┌─ EXERCISE TEXT

For, although he thought that the shot at Zapruder frame 312-313 went from back to front, Sturdivan admitted what is well understood among “ballistics/forensics” authorities: just as the X-ray “snowstorm” can’t tell you whether the bullet was going back-to-front or front-to-back, Sturdivan said that “[a] similar explosion would have taken place if the bullet had gone through in the opposite direction.”[19]
Wagner, and his X-ray “expert” Sturdivan disagree. Our counselor clings to the theory Oswald’s bullet could have left the “snowstorm” of fragments in the right front part of JFK’s skull based on comments DiMaio made in a later edition of his book.
In it, he suggested that the breach of the shell’s jacket after Oswald’s bullet struck Kennedy’s skull from the rear might have released the “dust-like” fragments seen in Kennedy’s unenhanced X-rays. (p. 323) However, DiMaio never examined Kennedy’s X-rays; he offered no evidence for his theory; and the Biophysics skull-shooting tests offer stout counterevidence: they show that MCC shells don’t release “dust-like” fragments. (Fig. 12) The absence of minuscule fragments in the X-ray of the test skull crushes the DiMaio-Wagner-Sturdivan theory. For as Richard Feynman once put it, “It doesn't matter how beautiful your theory is, it doesn't matter how smart you are. If it doesn't agree with the experiment, it's wrong.”[20]
[As an aside, Sturdivan finally did see the original, unenhanced images in 2004 at the National Archives. He was emphatic under oath to the HSCA that the absence of tiny fragments in the enhanced X-ray proved that a jacketed bullet, not a hunting round, had felled JFK. But when he reported on his examination of the originals that dramatically do show a snowstorm of fragments in the right front quadrant of JFK’s skull, he said nothing about them. (Nor did he mention them in his 2005 book, JFK Myths.) He either didn’t notice them, or elected not to say they were there.[21] The HSCA’s, and Wagner’s, X-ray “expert” conveniently didn’t see what he didn’t want to see, but what credentialed experts did see.

└─
┌─ SUPPLIED INFORMATION

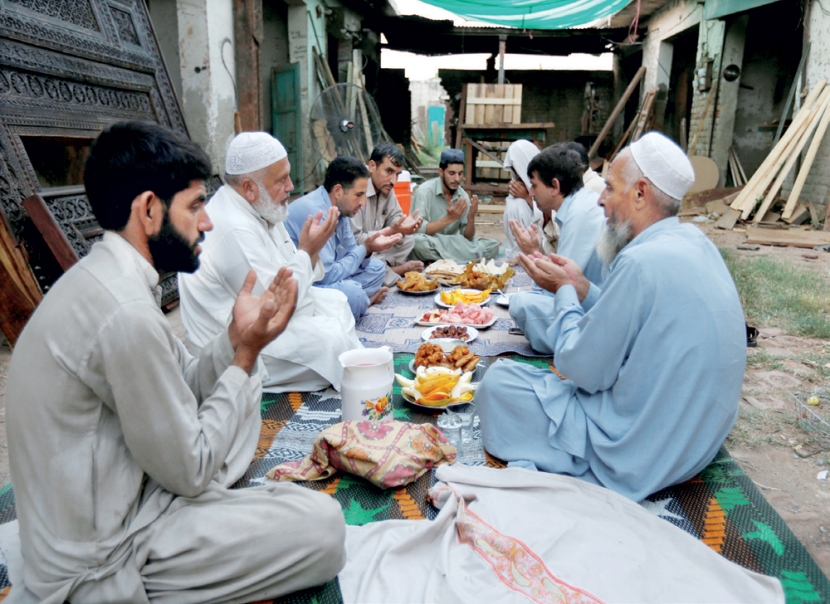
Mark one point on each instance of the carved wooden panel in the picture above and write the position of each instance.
(68, 68)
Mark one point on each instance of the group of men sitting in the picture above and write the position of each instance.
(124, 442)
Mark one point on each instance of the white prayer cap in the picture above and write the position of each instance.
(664, 164)
(252, 151)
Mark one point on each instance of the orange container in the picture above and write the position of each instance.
(403, 195)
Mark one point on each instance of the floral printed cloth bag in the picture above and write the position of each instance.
(388, 454)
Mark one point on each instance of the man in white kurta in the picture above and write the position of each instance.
(305, 357)
(382, 212)
(654, 361)
(122, 445)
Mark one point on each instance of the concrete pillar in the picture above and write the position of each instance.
(727, 101)
(306, 32)
(208, 90)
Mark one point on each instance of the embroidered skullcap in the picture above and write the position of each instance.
(252, 151)
(664, 164)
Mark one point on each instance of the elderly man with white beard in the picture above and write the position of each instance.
(654, 360)
(248, 234)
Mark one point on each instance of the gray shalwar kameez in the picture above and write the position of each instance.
(382, 211)
(122, 445)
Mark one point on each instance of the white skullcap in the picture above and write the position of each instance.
(664, 164)
(252, 151)
(518, 156)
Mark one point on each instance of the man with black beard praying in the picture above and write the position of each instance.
(248, 216)
(654, 360)
(122, 446)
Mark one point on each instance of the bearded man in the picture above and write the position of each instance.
(654, 360)
(557, 186)
(248, 234)
(382, 212)
(449, 214)
(350, 267)
(121, 445)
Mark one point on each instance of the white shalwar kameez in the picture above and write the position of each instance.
(121, 449)
(304, 357)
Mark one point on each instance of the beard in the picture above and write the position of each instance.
(614, 237)
(171, 251)
(270, 212)
(450, 186)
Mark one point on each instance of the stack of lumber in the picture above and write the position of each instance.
(809, 124)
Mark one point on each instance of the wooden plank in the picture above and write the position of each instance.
(495, 101)
(54, 237)
(508, 108)
(806, 130)
(20, 293)
(462, 116)
(807, 164)
(728, 220)
(616, 112)
(786, 237)
(470, 116)
(517, 111)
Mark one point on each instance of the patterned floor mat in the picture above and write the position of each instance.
(721, 506)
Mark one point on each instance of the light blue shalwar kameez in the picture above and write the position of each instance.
(654, 367)
(347, 267)
(580, 221)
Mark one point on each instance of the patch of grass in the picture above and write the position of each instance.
(776, 293)
(756, 427)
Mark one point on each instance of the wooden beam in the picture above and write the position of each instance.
(616, 112)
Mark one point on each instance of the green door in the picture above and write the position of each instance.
(286, 116)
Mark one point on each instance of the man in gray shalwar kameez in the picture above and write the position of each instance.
(122, 446)
(382, 212)
(449, 227)
(654, 361)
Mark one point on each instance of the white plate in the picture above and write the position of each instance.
(472, 333)
(423, 293)
(490, 323)
(472, 291)
(504, 300)
(414, 404)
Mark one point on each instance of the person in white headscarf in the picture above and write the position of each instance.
(248, 234)
(654, 360)
(519, 204)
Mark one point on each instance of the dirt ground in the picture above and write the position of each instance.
(766, 441)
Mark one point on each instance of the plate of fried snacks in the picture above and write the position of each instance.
(460, 314)
(416, 283)
(483, 275)
(450, 297)
(452, 354)
(437, 387)
(465, 333)
(444, 270)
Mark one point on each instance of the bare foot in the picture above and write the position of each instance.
(379, 296)
(410, 265)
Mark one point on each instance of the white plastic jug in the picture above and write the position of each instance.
(366, 390)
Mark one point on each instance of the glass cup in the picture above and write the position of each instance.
(450, 424)
(467, 413)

└─

* [ACTIVITY]:
Revise the passage on the Kennedy skull X-rays, starting with "For, although he" and going on through "of his book.", so that "snowstorm" is replaced with "blizzard". The lines are not needed for this exercise.

* [WRITTEN RESPONSE]:
For, although he thought that the shot at Zapruder frame 312-313 went from back to front, Sturdivan admitted what is well understood among “ballistics/forensics” authorities: just as the X-ray “blizzard” can’t tell you whether the bullet was going back-to-front or front-to-back, Sturdivan said that “[a] similar explosion would have taken place if the bullet had gone through in the opposite direction.”[19]
Wagner, and his X-ray “expert” Sturdivan disagree. Our counselor clings to the theory Oswald’s bullet could have left the “blizzard” of fragments in the right front part of JFK’s skull based on comments DiMaio made in a later edition of his book.